* [Text passage]
##########

Sending Your Child to a U.S. School? The IRS Wants to Know.

The ability to send children abroad for school can mean valuable learning opportunities and experiences. But if you, or your advisors, aren’t versed on the rules of Canadians attending school in the U.S., it can also mean significant U.S. tax exposure. Without the proper guidance, you run the risk of allowing the long arm of the Internal Revenue Service (IRS) access to your student’s individual earnings and assets – and possibly your entire family’s earnings and assets.

Once your child gains admission to a U.S. university or college and obtains an F-1 Student Visa or a J-1 Exchange Visitor Visa, you’ve met the documentation requirements that allow your student to legally attend school in that country. However, once your student sets foot on U.S. soil, there are things to consider in order to reap the benefits of expanding their educational horizons without triggering U.S. tax obligations.

##########

* [Records provided]
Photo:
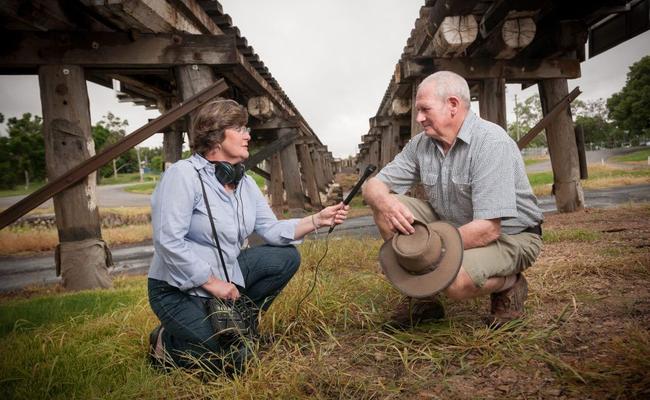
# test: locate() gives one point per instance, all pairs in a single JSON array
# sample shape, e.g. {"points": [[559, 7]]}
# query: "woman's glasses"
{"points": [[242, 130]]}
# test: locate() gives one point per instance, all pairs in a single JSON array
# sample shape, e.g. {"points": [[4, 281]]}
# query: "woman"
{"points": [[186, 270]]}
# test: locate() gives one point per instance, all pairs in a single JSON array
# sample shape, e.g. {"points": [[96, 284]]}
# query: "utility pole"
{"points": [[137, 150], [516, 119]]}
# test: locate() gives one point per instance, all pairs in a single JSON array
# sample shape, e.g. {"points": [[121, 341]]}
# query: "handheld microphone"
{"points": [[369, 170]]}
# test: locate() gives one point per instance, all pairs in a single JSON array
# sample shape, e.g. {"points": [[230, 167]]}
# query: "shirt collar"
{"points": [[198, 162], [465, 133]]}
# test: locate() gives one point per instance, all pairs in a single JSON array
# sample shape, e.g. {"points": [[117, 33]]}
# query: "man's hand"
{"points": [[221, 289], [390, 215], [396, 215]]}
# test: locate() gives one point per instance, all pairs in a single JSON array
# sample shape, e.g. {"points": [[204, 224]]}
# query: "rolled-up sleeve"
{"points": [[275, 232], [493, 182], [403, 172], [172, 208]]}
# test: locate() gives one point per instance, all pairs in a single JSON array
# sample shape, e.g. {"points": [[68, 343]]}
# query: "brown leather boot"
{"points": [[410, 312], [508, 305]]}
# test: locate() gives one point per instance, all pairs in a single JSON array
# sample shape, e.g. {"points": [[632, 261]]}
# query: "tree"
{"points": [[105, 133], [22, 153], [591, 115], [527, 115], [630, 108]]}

##########

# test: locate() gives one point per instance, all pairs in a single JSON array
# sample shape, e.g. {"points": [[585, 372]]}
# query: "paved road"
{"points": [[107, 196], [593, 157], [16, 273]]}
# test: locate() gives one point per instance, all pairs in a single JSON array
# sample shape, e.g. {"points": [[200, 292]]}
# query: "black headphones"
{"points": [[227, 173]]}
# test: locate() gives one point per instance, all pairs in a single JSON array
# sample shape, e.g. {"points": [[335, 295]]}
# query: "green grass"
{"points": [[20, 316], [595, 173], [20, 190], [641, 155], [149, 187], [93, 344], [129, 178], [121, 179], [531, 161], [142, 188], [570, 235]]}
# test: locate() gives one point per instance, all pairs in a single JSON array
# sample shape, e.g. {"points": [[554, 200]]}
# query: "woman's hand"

##########

* [Brief A] In the text on Canadian children attending school in the U.S., which two visas are named as meeting the documentation requirements for legal attendance?
* [Brief B] Continue the text on U.S. tax exposure for Canadian students from its last sentence.

* [Exercise result A] An F-1 Student Visa or a J-1 Exchange Visitor Visa.

* [Exercise result B]
Firstly, you want to ensure that your student retains their status as a non-resident alien. Even if your student is not a U.S. citizen or Green Card holder, they will likely be considered U.S. tax residents under the domestic tax provisions by virtue of meeting the criteria for the Substantial Presence test, which is calculated based on the number of days spent in the country over a three-year period. If your student’s number is 183 days or more, they are considered a U.S. tax resident. 

Form 8843 “Statement for Exempt Individuals” allows students to exclude days of presence in the U.S. from this test, however, they must avoid activities that disqualify their exemption such as obtaining a permanent job or home in the U.S. or marrying a U.S. person. If the student maintains a home in Canada but doesn’t qualify for this exemption, they may still avoid U.S. taxation on worldwide income and certain punitive IRS filings under the Canada-U.S. Income Tax Convention or the “Treaty”.

If your student cannot maintain non-resident status, proper tax planning can help in the following situations:

  1. When a U.S. student exceeds the 183-day threshold without exemption or Treaty protection, they must report their Canadian summer vacation earnings on a U.S. tax return and pay taxes on this income.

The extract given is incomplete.